--- BEGIN Raw records ---

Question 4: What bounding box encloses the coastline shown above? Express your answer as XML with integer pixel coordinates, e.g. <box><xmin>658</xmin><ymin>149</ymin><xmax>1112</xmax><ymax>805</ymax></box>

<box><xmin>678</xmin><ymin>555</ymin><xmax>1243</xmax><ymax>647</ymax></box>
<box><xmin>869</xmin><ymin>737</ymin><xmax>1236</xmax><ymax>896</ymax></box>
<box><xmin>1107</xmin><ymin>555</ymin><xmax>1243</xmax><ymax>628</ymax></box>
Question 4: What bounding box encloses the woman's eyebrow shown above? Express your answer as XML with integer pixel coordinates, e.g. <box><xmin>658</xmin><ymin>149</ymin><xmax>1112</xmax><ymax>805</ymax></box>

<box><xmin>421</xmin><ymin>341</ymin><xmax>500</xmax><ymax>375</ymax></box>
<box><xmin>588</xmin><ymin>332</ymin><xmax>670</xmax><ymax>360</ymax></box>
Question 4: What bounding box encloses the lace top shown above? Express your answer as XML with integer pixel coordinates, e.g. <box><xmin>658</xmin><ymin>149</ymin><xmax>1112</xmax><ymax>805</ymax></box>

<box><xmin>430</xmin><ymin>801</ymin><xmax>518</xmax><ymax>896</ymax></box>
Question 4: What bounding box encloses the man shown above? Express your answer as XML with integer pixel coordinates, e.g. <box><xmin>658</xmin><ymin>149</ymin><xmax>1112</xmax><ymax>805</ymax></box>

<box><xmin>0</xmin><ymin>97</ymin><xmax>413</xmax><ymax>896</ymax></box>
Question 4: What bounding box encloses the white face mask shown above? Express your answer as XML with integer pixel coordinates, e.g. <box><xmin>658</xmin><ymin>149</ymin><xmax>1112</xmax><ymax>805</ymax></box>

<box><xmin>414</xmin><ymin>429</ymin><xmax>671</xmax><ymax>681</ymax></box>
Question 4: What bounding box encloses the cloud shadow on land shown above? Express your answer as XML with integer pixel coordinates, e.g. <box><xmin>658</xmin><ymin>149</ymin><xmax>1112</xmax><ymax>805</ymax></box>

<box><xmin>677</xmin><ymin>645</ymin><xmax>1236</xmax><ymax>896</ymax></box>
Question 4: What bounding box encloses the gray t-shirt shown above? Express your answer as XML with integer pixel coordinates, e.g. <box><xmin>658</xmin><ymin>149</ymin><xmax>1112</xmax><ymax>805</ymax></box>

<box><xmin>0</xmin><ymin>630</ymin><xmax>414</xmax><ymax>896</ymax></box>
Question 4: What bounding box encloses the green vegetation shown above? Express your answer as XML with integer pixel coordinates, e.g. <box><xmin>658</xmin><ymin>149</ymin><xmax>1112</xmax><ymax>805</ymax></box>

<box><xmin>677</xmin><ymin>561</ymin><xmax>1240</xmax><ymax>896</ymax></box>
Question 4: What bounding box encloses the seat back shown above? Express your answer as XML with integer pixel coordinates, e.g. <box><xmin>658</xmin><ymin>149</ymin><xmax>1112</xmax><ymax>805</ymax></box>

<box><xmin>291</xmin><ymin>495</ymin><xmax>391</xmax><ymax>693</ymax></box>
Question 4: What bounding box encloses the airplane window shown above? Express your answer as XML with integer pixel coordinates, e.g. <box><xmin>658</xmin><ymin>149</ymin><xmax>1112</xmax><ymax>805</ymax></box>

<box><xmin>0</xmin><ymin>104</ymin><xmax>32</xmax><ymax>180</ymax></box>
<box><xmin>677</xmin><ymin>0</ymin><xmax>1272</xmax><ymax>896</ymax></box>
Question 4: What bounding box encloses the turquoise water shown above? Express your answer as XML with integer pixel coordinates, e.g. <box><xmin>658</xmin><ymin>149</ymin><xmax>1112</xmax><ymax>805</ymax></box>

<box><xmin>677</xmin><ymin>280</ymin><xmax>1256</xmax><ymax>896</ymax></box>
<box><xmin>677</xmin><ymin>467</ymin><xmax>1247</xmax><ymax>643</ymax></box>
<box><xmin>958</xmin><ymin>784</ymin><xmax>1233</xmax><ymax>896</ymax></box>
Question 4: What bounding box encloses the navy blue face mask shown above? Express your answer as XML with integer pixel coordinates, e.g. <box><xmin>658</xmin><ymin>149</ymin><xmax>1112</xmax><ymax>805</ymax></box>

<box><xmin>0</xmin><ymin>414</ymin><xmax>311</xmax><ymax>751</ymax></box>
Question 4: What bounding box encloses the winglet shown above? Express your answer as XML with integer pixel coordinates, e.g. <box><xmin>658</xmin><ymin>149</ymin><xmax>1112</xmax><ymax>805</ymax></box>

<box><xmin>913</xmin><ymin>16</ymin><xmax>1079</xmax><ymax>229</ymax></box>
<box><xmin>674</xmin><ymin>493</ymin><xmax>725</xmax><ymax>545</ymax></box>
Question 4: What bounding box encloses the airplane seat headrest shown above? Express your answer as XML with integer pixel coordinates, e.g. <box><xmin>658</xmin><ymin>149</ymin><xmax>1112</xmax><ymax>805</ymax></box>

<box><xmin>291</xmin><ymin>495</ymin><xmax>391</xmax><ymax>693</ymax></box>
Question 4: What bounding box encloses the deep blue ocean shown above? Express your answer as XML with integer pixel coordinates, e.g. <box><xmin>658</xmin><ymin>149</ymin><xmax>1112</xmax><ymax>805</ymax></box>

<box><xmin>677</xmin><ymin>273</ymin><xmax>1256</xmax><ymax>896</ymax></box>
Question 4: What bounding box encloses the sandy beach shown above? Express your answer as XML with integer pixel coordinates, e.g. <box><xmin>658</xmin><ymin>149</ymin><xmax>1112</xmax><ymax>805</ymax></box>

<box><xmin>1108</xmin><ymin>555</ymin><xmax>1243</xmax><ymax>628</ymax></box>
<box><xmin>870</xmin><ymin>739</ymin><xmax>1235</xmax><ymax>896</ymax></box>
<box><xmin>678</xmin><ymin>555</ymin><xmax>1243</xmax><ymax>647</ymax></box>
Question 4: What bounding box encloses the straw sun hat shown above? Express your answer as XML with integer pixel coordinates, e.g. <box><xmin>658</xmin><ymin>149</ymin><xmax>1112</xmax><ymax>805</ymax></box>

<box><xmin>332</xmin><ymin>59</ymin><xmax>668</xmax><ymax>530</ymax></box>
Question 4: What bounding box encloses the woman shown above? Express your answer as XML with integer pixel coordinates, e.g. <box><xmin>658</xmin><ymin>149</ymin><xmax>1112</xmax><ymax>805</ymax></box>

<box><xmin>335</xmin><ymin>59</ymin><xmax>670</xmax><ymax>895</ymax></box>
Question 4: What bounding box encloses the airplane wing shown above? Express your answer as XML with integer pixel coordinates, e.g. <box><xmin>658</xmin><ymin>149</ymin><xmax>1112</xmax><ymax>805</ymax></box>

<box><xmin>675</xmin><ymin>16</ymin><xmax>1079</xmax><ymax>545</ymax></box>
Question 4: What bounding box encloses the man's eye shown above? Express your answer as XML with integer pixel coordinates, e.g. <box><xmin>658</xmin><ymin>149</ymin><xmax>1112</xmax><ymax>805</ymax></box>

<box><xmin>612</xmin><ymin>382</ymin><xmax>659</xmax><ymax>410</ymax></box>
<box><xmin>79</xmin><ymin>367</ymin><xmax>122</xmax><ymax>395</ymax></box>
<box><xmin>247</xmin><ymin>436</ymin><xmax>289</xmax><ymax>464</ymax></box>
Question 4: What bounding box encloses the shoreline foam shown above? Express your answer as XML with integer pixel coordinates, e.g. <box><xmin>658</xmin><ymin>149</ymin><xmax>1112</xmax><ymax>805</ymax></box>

--- END Raw records ---

§ **Exercise**
Count the lines in the rows above that contain the string "woman". Return only the number.

§ **Task output**
2